Records excerpted from a collection –
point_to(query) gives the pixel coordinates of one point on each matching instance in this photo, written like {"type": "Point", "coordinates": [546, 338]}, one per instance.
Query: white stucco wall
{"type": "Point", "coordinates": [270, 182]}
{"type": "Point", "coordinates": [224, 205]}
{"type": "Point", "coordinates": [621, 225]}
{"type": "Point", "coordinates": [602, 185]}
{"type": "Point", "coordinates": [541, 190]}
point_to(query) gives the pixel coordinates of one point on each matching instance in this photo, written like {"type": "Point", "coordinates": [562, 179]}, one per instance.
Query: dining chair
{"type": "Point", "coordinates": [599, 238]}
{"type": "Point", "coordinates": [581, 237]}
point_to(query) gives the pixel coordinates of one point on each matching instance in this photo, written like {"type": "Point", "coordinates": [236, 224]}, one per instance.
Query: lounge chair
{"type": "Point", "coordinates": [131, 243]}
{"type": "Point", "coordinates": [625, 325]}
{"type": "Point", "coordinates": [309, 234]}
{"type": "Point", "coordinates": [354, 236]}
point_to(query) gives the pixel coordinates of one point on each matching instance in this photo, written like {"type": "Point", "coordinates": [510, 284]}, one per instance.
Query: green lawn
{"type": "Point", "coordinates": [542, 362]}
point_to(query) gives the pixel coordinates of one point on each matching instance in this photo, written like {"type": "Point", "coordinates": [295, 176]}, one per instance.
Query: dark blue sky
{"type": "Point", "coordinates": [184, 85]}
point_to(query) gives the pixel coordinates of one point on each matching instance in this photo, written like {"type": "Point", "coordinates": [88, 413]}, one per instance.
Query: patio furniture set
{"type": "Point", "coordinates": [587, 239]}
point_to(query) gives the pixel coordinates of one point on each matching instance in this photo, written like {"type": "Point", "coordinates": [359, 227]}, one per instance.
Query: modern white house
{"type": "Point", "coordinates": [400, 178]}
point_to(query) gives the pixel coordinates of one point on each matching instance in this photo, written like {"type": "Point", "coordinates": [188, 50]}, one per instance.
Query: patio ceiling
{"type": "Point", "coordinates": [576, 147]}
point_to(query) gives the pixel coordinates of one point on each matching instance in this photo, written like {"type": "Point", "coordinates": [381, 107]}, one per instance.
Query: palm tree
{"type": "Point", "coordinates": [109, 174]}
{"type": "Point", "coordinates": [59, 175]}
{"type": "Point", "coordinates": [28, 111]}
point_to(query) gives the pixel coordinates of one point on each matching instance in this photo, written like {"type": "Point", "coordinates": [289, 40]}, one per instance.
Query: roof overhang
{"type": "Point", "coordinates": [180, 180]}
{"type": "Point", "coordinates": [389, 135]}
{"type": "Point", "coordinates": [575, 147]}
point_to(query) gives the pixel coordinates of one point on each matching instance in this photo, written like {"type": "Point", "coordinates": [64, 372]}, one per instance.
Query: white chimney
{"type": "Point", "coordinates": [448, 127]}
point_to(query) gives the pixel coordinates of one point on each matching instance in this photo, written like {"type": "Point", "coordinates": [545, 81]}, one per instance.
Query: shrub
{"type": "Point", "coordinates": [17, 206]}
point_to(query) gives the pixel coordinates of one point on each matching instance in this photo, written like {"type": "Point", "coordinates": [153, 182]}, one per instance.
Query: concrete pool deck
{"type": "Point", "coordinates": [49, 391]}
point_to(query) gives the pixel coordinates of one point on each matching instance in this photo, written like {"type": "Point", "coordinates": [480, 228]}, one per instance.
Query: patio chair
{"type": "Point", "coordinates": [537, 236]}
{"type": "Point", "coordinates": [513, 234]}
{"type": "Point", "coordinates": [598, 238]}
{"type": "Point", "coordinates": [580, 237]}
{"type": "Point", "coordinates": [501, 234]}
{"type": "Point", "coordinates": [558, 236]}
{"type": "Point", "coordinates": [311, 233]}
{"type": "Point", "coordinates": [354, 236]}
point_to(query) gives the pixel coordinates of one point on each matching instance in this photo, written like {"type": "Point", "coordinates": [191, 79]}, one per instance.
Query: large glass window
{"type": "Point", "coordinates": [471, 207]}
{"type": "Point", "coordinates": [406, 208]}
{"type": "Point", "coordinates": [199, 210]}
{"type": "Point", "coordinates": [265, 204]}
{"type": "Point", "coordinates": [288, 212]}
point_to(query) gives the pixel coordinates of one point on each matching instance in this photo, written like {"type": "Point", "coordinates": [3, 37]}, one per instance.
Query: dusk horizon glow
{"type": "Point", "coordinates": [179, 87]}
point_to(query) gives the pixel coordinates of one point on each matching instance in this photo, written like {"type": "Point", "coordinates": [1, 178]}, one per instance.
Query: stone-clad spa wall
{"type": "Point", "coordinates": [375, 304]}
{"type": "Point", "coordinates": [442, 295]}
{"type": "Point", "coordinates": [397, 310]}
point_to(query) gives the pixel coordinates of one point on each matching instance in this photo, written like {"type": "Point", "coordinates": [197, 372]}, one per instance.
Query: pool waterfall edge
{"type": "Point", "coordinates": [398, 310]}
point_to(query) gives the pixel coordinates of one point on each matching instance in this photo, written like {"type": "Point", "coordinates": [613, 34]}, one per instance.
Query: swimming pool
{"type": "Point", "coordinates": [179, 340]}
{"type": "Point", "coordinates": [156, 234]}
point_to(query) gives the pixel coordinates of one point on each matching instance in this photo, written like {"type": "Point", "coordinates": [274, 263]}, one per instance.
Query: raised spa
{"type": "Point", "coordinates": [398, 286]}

Exercise requirements – Every record, copied exactly, is the expected answer.

Reply to the exercise –
point_to(query) gives the pixel coordinates of one point on each matching instance in this photo, written like {"type": "Point", "coordinates": [546, 338]}, one per instance.
Query: white stucco wall
{"type": "Point", "coordinates": [270, 182]}
{"type": "Point", "coordinates": [224, 205]}
{"type": "Point", "coordinates": [621, 225]}
{"type": "Point", "coordinates": [602, 185]}
{"type": "Point", "coordinates": [541, 190]}
point_to(query) gives the pixel coordinates of one point on each matching instance in this photo, written like {"type": "Point", "coordinates": [562, 179]}, one per instance.
Query: dining chair
{"type": "Point", "coordinates": [599, 238]}
{"type": "Point", "coordinates": [581, 237]}
point_to(query) gives the pixel coordinates of one point on each matching instance in this photo, written like {"type": "Point", "coordinates": [236, 224]}, one per instance.
Query: lounge chair
{"type": "Point", "coordinates": [131, 243]}
{"type": "Point", "coordinates": [625, 325]}
{"type": "Point", "coordinates": [309, 234]}
{"type": "Point", "coordinates": [354, 236]}
point_to(query) gives the pixel coordinates of one point on each matching instance in this photo, written like {"type": "Point", "coordinates": [510, 284]}, one per instance.
Query: green lawn
{"type": "Point", "coordinates": [542, 362]}
point_to(query) gives the pixel coordinates of one point on each matching instance in this photo, written like {"type": "Point", "coordinates": [295, 176]}, one per instance.
Query: dark blue sky
{"type": "Point", "coordinates": [184, 85]}
point_to(query) gives the pixel coordinates of one point on each matching instance in this photo, written like {"type": "Point", "coordinates": [88, 413]}, one per instance.
Query: patio furniture set
{"type": "Point", "coordinates": [587, 239]}
point_to(query) gives the pixel coordinates of one point on each matching instance in this photo, written like {"type": "Point", "coordinates": [359, 227]}, one per instance.
Query: modern white house
{"type": "Point", "coordinates": [400, 178]}
point_to(query) gives the pixel coordinates of one point on each matching instance in this photo, written like {"type": "Point", "coordinates": [188, 50]}, one per instance.
Query: patio ceiling
{"type": "Point", "coordinates": [576, 147]}
point_to(query) gives the pixel coordinates of one point on each matching instance in this photo, written like {"type": "Point", "coordinates": [381, 107]}, one per instance.
Query: palm tree
{"type": "Point", "coordinates": [109, 174]}
{"type": "Point", "coordinates": [59, 175]}
{"type": "Point", "coordinates": [28, 111]}
point_to(query) gives the pixel coordinates of one point on each matching instance in this photo, written like {"type": "Point", "coordinates": [289, 40]}, one per instance.
Query: roof overhang
{"type": "Point", "coordinates": [180, 180]}
{"type": "Point", "coordinates": [389, 135]}
{"type": "Point", "coordinates": [575, 147]}
point_to(query) gives the pixel coordinates of one point on each matching instance in this photo, written like {"type": "Point", "coordinates": [64, 372]}, one per instance.
Query: white chimney
{"type": "Point", "coordinates": [448, 127]}
point_to(query) gives the pixel coordinates of one point on each matching instance in this photo, written like {"type": "Point", "coordinates": [545, 81]}, one per instance.
Query: shrub
{"type": "Point", "coordinates": [17, 206]}
point_to(query) gives the pixel coordinates of one point on each matching instance in this photo, written like {"type": "Point", "coordinates": [153, 182]}, one per instance.
Query: concrete pool deck
{"type": "Point", "coordinates": [49, 391]}
point_to(query) gives the pixel coordinates of one point on each matching instance in this photo, written like {"type": "Point", "coordinates": [480, 228]}, one per instance.
Query: patio chair
{"type": "Point", "coordinates": [537, 236]}
{"type": "Point", "coordinates": [513, 234]}
{"type": "Point", "coordinates": [598, 238]}
{"type": "Point", "coordinates": [580, 237]}
{"type": "Point", "coordinates": [501, 234]}
{"type": "Point", "coordinates": [558, 236]}
{"type": "Point", "coordinates": [311, 233]}
{"type": "Point", "coordinates": [354, 236]}
point_to(query) gives the pixel coordinates of one point on each matching instance in this photo, written like {"type": "Point", "coordinates": [191, 79]}, one per instance.
Query: large glass window
{"type": "Point", "coordinates": [471, 207]}
{"type": "Point", "coordinates": [406, 208]}
{"type": "Point", "coordinates": [199, 210]}
{"type": "Point", "coordinates": [265, 204]}
{"type": "Point", "coordinates": [288, 212]}
point_to(query) gives the pixel coordinates of one point on each matching instance in this photo, written like {"type": "Point", "coordinates": [3, 37]}, one per instance.
Query: dusk horizon glow
{"type": "Point", "coordinates": [179, 87]}
point_to(query) gives the pixel coordinates of one point on each matching instance in this photo, written like {"type": "Point", "coordinates": [1, 178]}, one per instance.
Query: stone-clad spa wall
{"type": "Point", "coordinates": [375, 304]}
{"type": "Point", "coordinates": [442, 295]}
{"type": "Point", "coordinates": [397, 310]}
point_to(query) gives the pixel coordinates of one point on each matching instance in this photo, written like {"type": "Point", "coordinates": [197, 372]}, one per instance.
Query: pool waterfall edge
{"type": "Point", "coordinates": [398, 310]}
point_to(query) gives the pixel coordinates of one point on each matching instance in this photo, written like {"type": "Point", "coordinates": [613, 34]}, one per instance.
Query: swimming pool
{"type": "Point", "coordinates": [179, 340]}
{"type": "Point", "coordinates": [156, 234]}
point_to(query) gives the pixel coordinates of one point on each matching instance in this photo, written like {"type": "Point", "coordinates": [274, 263]}, one per instance.
Query: raised spa
{"type": "Point", "coordinates": [398, 286]}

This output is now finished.